***** Material for this exercise

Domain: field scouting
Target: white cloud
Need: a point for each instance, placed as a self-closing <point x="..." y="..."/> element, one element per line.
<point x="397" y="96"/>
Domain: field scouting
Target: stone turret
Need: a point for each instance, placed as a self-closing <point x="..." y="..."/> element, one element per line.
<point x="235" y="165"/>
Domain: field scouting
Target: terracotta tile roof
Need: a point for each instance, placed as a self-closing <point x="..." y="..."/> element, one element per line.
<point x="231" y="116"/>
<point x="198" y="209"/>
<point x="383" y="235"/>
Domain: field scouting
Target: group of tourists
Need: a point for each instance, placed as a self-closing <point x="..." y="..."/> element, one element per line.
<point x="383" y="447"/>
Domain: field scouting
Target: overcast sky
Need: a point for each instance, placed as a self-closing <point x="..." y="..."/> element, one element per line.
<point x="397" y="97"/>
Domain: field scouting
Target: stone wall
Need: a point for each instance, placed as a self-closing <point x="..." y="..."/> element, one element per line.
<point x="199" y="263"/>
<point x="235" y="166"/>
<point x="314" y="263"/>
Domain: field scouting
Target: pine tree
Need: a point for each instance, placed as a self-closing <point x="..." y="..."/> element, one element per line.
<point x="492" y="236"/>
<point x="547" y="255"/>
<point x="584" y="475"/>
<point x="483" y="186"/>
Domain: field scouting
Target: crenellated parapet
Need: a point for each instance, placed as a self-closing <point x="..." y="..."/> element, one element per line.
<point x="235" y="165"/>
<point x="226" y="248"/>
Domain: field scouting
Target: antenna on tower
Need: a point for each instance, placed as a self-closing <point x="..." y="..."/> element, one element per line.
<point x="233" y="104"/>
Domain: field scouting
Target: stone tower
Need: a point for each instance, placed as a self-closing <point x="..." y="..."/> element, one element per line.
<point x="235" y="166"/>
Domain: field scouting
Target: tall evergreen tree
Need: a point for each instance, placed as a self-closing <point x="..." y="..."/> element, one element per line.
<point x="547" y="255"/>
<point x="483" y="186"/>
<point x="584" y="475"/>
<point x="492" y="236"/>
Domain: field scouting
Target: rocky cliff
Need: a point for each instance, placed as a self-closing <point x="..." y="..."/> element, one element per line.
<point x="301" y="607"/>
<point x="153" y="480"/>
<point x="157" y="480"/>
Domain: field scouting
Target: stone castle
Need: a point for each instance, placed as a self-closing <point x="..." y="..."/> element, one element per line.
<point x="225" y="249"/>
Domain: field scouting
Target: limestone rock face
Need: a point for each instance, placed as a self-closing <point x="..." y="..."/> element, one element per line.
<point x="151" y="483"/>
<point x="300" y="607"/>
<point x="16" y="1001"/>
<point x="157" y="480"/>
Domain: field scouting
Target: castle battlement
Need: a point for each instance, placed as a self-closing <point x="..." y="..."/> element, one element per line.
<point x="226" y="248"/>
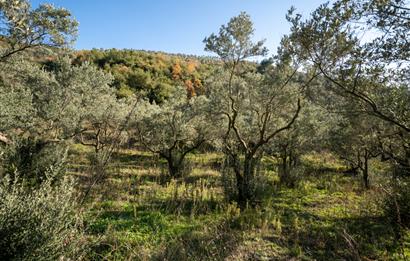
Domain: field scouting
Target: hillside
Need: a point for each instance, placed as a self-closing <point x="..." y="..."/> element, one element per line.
<point x="153" y="73"/>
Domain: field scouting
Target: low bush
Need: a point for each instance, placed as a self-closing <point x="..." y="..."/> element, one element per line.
<point x="40" y="223"/>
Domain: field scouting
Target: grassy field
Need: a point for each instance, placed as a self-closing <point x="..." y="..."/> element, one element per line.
<point x="135" y="215"/>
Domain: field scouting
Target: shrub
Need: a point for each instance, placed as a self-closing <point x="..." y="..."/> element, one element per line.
<point x="33" y="158"/>
<point x="40" y="223"/>
<point x="397" y="203"/>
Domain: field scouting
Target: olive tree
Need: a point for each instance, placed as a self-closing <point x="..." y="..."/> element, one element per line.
<point x="360" y="48"/>
<point x="23" y="28"/>
<point x="252" y="108"/>
<point x="174" y="128"/>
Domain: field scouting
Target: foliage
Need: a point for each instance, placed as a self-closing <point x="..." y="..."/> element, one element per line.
<point x="173" y="129"/>
<point x="32" y="159"/>
<point x="41" y="223"/>
<point x="152" y="74"/>
<point x="22" y="27"/>
<point x="253" y="108"/>
<point x="357" y="47"/>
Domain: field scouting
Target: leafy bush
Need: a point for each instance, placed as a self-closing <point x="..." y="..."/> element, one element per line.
<point x="397" y="203"/>
<point x="33" y="158"/>
<point x="41" y="223"/>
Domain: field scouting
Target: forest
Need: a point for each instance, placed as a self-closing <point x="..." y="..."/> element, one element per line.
<point x="122" y="154"/>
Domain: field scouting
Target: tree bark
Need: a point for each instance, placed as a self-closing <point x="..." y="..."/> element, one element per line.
<point x="366" y="170"/>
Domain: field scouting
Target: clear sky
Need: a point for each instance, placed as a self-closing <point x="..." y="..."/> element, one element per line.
<point x="175" y="26"/>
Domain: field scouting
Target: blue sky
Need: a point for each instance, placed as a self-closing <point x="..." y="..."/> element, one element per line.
<point x="175" y="26"/>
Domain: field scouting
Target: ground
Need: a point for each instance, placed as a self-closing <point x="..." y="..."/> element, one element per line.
<point x="135" y="214"/>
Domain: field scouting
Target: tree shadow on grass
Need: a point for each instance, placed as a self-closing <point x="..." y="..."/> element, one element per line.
<point x="310" y="236"/>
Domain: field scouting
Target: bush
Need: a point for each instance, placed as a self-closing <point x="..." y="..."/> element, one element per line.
<point x="397" y="203"/>
<point x="40" y="223"/>
<point x="33" y="158"/>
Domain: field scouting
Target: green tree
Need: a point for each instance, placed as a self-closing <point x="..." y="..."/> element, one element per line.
<point x="252" y="108"/>
<point x="173" y="129"/>
<point x="22" y="27"/>
<point x="359" y="48"/>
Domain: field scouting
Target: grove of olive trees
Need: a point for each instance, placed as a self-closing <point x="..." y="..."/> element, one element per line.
<point x="135" y="155"/>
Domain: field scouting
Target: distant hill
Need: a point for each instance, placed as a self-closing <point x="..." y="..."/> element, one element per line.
<point x="154" y="74"/>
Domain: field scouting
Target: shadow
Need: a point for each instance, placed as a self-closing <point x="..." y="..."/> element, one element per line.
<point x="310" y="236"/>
<point x="215" y="242"/>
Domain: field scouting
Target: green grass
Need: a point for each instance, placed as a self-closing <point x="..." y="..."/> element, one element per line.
<point x="133" y="215"/>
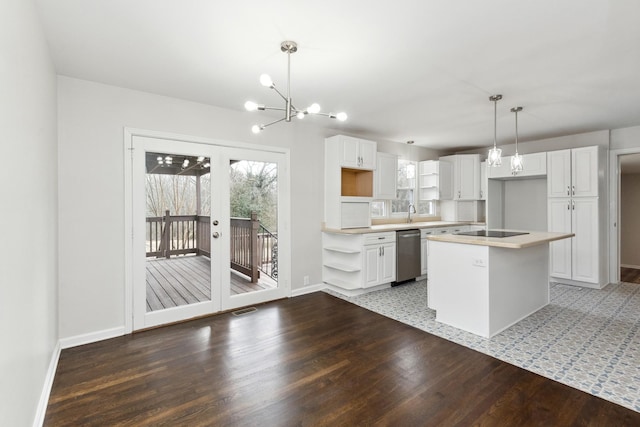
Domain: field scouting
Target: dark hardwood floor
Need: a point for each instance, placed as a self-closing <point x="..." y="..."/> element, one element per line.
<point x="310" y="360"/>
<point x="629" y="275"/>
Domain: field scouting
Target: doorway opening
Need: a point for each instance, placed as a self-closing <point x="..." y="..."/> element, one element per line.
<point x="629" y="214"/>
<point x="208" y="227"/>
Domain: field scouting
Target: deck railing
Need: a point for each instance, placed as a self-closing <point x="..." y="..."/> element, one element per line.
<point x="254" y="249"/>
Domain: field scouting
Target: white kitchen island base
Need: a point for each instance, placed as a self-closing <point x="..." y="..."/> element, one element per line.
<point x="484" y="289"/>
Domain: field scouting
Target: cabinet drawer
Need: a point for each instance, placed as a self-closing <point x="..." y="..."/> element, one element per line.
<point x="374" y="238"/>
<point x="425" y="232"/>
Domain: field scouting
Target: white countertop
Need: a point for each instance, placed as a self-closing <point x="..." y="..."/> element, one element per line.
<point x="515" y="242"/>
<point x="399" y="226"/>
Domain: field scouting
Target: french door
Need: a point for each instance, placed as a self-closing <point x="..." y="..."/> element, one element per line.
<point x="209" y="229"/>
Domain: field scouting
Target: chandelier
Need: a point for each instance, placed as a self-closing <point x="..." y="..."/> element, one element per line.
<point x="516" y="159"/>
<point x="289" y="109"/>
<point x="495" y="154"/>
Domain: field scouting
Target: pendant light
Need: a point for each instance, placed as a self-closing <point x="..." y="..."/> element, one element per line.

**********

▶ Description of the task:
Pick out every line of the rows above that contains the word "castle", and copy each one. Case counts.

▶ Exercise answer:
Target: stone castle
Target: castle battlement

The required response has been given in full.